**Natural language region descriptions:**

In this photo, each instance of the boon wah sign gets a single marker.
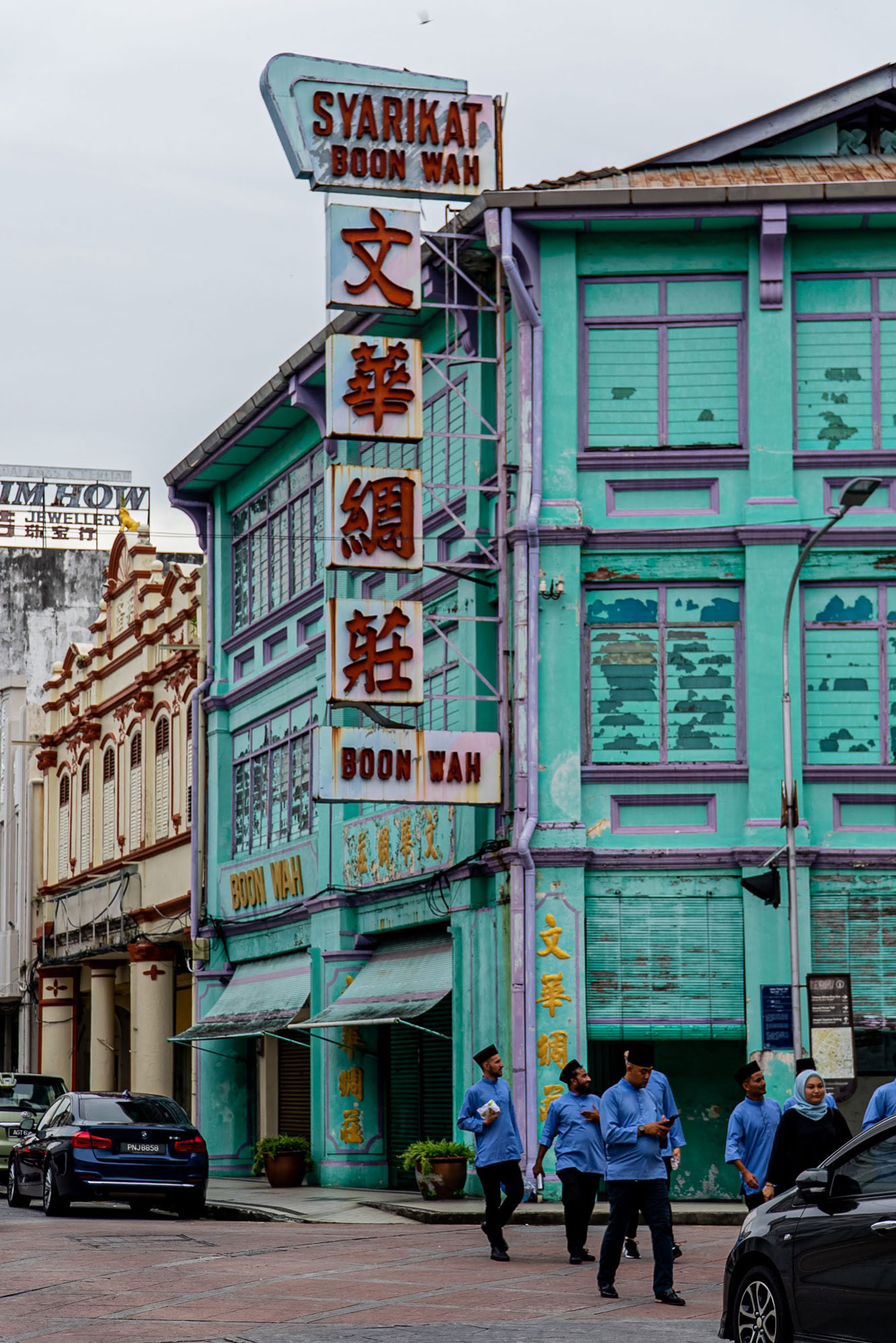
(369, 130)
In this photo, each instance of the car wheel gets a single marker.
(761, 1311)
(13, 1197)
(54, 1204)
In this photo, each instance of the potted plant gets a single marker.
(283, 1161)
(440, 1168)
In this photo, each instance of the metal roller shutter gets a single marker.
(664, 966)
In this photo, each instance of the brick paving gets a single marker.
(107, 1277)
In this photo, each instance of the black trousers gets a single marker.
(631, 1231)
(626, 1197)
(580, 1196)
(491, 1178)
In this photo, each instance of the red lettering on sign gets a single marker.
(427, 123)
(321, 101)
(346, 109)
(454, 127)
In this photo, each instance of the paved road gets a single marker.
(103, 1275)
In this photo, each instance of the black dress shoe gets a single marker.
(668, 1298)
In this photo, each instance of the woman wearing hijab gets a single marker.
(807, 1136)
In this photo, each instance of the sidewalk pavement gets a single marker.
(252, 1199)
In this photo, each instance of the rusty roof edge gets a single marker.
(272, 393)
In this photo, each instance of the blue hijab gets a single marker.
(803, 1105)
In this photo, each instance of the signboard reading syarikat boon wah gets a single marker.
(366, 128)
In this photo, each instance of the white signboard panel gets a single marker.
(373, 259)
(375, 652)
(373, 518)
(405, 765)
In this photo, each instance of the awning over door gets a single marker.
(399, 984)
(262, 999)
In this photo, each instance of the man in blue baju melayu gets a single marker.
(489, 1114)
(635, 1134)
(752, 1131)
(573, 1125)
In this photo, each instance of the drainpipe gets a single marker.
(199, 821)
(528, 691)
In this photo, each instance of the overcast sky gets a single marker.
(158, 259)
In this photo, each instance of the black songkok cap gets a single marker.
(568, 1072)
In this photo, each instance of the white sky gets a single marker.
(158, 260)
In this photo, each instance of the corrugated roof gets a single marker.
(744, 173)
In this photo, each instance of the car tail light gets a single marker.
(189, 1145)
(85, 1140)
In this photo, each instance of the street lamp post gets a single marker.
(854, 495)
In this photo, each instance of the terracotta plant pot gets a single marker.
(286, 1170)
(447, 1177)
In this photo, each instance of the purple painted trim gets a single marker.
(773, 234)
(691, 773)
(267, 679)
(651, 459)
(860, 800)
(835, 484)
(685, 483)
(282, 613)
(668, 800)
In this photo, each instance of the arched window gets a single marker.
(136, 792)
(109, 804)
(63, 871)
(86, 817)
(162, 777)
(189, 765)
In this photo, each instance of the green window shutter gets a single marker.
(626, 695)
(887, 385)
(668, 968)
(623, 404)
(834, 386)
(843, 702)
(855, 933)
(703, 386)
(701, 695)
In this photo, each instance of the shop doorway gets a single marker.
(417, 1087)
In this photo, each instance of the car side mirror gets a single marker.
(813, 1184)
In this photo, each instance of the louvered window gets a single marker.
(846, 362)
(162, 777)
(272, 780)
(189, 766)
(63, 870)
(663, 362)
(850, 669)
(109, 804)
(664, 675)
(666, 966)
(278, 542)
(86, 820)
(136, 792)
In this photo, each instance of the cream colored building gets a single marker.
(113, 913)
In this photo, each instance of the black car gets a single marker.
(132, 1149)
(820, 1262)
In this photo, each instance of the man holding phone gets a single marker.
(635, 1136)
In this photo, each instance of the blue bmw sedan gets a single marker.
(122, 1148)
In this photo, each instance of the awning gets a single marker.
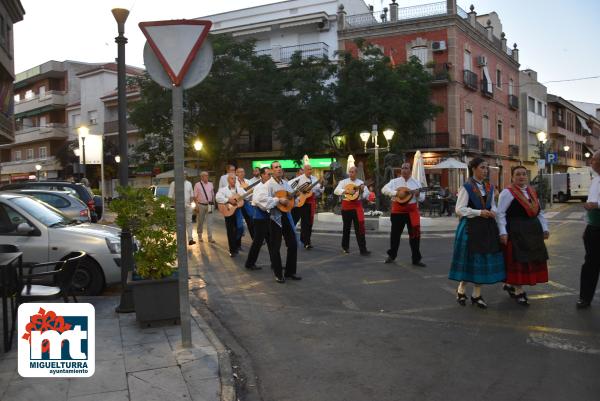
(584, 124)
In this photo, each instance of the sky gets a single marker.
(557, 38)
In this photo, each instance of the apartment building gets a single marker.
(476, 79)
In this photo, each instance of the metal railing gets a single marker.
(470, 141)
(470, 79)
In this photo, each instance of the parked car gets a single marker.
(44, 234)
(81, 191)
(70, 205)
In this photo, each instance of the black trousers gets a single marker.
(261, 232)
(302, 214)
(591, 265)
(399, 221)
(232, 239)
(276, 233)
(350, 217)
(249, 222)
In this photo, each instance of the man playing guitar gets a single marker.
(306, 213)
(404, 191)
(281, 224)
(354, 192)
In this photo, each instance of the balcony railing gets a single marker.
(513, 102)
(487, 145)
(470, 141)
(284, 54)
(432, 140)
(111, 127)
(470, 79)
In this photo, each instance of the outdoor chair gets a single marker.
(63, 280)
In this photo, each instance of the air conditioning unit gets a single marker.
(438, 46)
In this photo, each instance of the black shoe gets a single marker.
(582, 304)
(509, 289)
(479, 302)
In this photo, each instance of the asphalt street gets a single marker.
(356, 329)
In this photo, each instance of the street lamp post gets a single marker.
(374, 134)
(126, 304)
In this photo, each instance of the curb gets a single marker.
(225, 369)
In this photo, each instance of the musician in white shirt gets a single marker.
(406, 214)
(234, 223)
(305, 213)
(281, 224)
(352, 211)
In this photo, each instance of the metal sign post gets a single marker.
(177, 57)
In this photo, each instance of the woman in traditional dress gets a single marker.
(477, 255)
(523, 229)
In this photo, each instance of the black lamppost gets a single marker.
(121, 14)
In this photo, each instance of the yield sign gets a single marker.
(176, 43)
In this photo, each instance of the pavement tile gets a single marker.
(148, 356)
(158, 384)
(109, 376)
(110, 396)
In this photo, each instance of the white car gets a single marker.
(44, 234)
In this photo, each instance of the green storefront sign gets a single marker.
(291, 164)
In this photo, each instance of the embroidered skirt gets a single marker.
(478, 268)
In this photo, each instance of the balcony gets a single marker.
(470, 79)
(470, 142)
(487, 145)
(39, 104)
(111, 127)
(432, 140)
(283, 55)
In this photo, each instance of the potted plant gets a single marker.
(154, 282)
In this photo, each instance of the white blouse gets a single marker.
(462, 203)
(506, 198)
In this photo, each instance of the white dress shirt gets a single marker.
(303, 179)
(341, 188)
(391, 188)
(462, 203)
(504, 201)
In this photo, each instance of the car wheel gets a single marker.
(88, 278)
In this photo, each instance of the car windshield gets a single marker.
(42, 212)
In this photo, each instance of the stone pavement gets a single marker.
(133, 363)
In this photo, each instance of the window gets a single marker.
(468, 122)
(486, 127)
(499, 131)
(468, 61)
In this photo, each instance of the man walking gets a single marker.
(204, 193)
(591, 240)
(405, 212)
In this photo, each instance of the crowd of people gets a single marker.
(499, 237)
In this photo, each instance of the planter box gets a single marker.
(155, 300)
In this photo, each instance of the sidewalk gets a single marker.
(132, 363)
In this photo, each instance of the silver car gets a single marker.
(44, 234)
(65, 201)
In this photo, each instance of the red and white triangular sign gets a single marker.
(176, 43)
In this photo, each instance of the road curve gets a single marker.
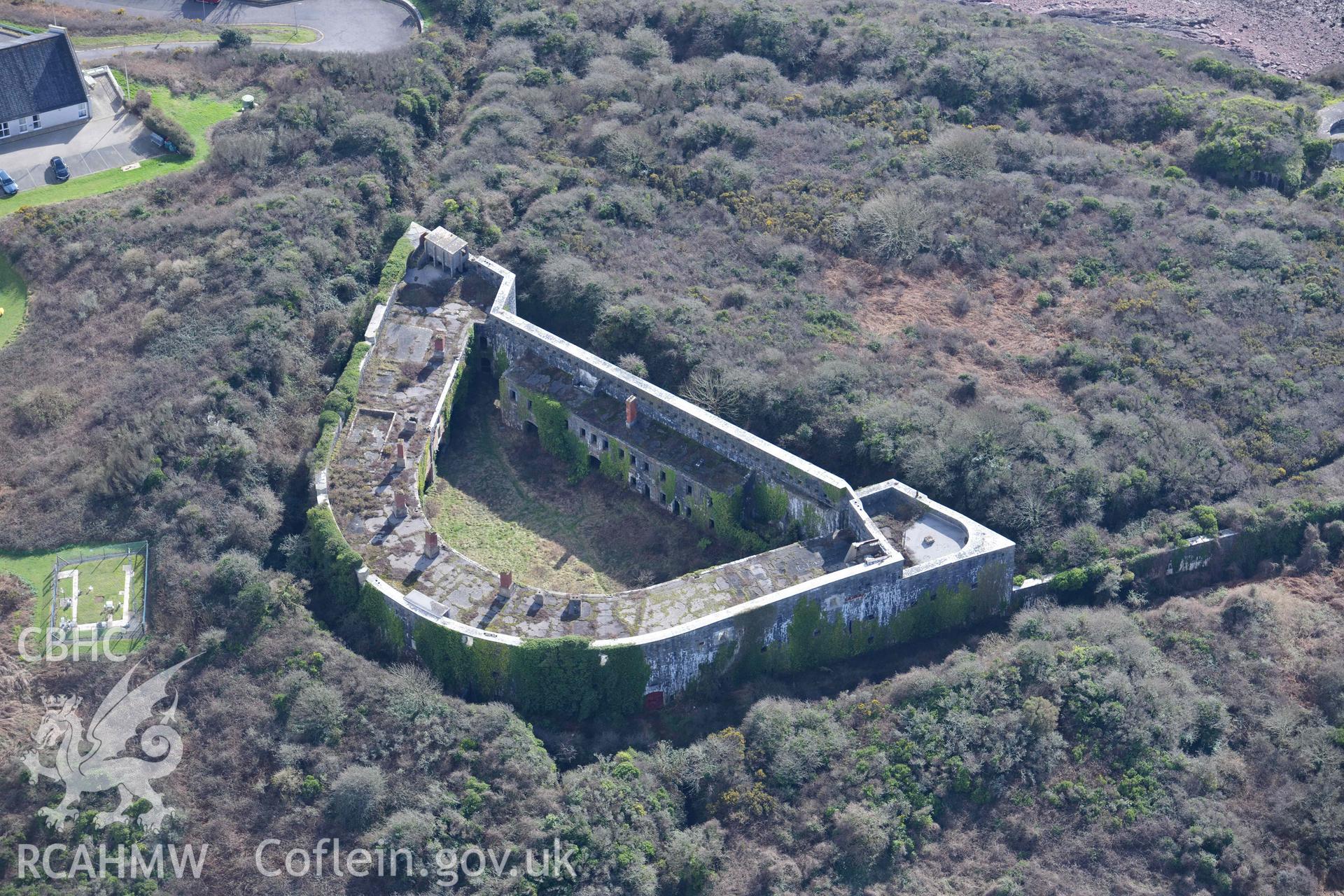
(347, 26)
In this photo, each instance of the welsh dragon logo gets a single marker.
(101, 766)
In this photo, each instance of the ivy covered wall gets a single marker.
(552, 678)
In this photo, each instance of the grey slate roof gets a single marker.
(38, 74)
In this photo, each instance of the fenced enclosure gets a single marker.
(101, 594)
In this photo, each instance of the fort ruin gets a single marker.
(831, 571)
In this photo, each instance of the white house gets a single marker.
(41, 85)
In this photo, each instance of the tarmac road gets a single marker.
(347, 26)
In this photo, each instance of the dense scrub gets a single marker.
(1190, 748)
(911, 241)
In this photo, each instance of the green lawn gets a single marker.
(195, 113)
(14, 300)
(268, 34)
(100, 582)
(35, 568)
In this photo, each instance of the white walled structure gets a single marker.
(41, 85)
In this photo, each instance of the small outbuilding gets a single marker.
(41, 85)
(445, 248)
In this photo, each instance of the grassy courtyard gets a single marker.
(14, 300)
(195, 113)
(504, 503)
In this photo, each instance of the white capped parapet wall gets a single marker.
(881, 598)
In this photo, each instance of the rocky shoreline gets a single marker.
(1289, 36)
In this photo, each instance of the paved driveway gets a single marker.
(111, 139)
(360, 26)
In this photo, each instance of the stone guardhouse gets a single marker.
(445, 248)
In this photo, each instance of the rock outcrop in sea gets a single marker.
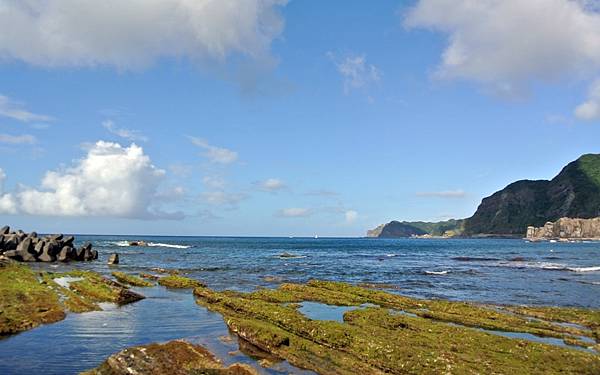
(566, 229)
(29, 247)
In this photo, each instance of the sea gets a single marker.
(497, 271)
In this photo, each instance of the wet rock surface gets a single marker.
(389, 333)
(29, 247)
(175, 357)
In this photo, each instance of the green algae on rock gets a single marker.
(395, 334)
(26, 302)
(176, 357)
(124, 278)
(32, 298)
(179, 282)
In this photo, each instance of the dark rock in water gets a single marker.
(25, 245)
(10, 242)
(87, 255)
(65, 254)
(52, 248)
(39, 248)
(113, 259)
(46, 256)
(79, 253)
(175, 358)
(68, 241)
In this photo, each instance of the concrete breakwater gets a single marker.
(29, 247)
(566, 229)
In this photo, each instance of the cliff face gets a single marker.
(575, 192)
(395, 229)
(566, 228)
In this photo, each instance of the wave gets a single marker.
(474, 259)
(437, 272)
(550, 266)
(158, 244)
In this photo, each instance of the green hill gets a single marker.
(574, 192)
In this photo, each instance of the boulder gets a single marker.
(25, 245)
(10, 242)
(46, 256)
(87, 254)
(68, 241)
(65, 254)
(52, 247)
(113, 259)
(39, 247)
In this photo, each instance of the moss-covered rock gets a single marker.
(174, 358)
(179, 282)
(394, 334)
(131, 279)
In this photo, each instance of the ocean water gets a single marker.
(486, 270)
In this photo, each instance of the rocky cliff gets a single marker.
(566, 228)
(574, 192)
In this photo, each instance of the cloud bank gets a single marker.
(15, 110)
(130, 34)
(110, 181)
(508, 44)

**Your instructions:**
Write out, word for word, only the lines from the one containing "In this photo, each instance of the stone guardhouse" to the end of the data above; the pictures stay out.

**Completed task:**
In this photo, each instance of the stone guardhouse gets a single marker.
(445, 248)
In this photo, each instance of the rock outcrop in sea gets a single marker.
(566, 229)
(29, 247)
In this photo, each instance of the sea gets a single marker.
(497, 271)
In this photo, each instance of the wet rock surface gets a single marker.
(389, 333)
(29, 247)
(175, 357)
In this photo, each instance of the green algae on rock gets a single marker.
(395, 334)
(26, 302)
(176, 357)
(124, 278)
(32, 298)
(179, 282)
In this photo, each instance of the dark rock in water gets a single marker.
(25, 245)
(10, 242)
(87, 255)
(65, 254)
(52, 248)
(39, 248)
(113, 259)
(46, 256)
(79, 253)
(175, 358)
(68, 241)
In this photo, each instance of the concrete breakwater gets a single marker.
(29, 247)
(566, 229)
In this photo, each instance of the cliff face gets a single marker.
(575, 192)
(395, 229)
(566, 228)
In this photo, each instance of the wave gets a single marker.
(474, 259)
(437, 272)
(550, 266)
(158, 244)
In this photo, each instance of the green hill gets a single marker.
(574, 192)
In this photo, each instance of the boulder gets a single marker.
(25, 245)
(10, 242)
(46, 256)
(87, 254)
(68, 241)
(65, 254)
(52, 247)
(113, 259)
(39, 247)
In this photo, each instance of the moss-covered rock gets a single marker.
(174, 358)
(179, 282)
(394, 334)
(131, 279)
In this photo, each instance of the ocean water gets a single marker.
(486, 270)
In this photo, each instance of the rocky cliff gets a single marker.
(566, 228)
(574, 192)
In this photo, each instance of the cloud bank gets a single marker.
(15, 110)
(130, 34)
(110, 181)
(508, 44)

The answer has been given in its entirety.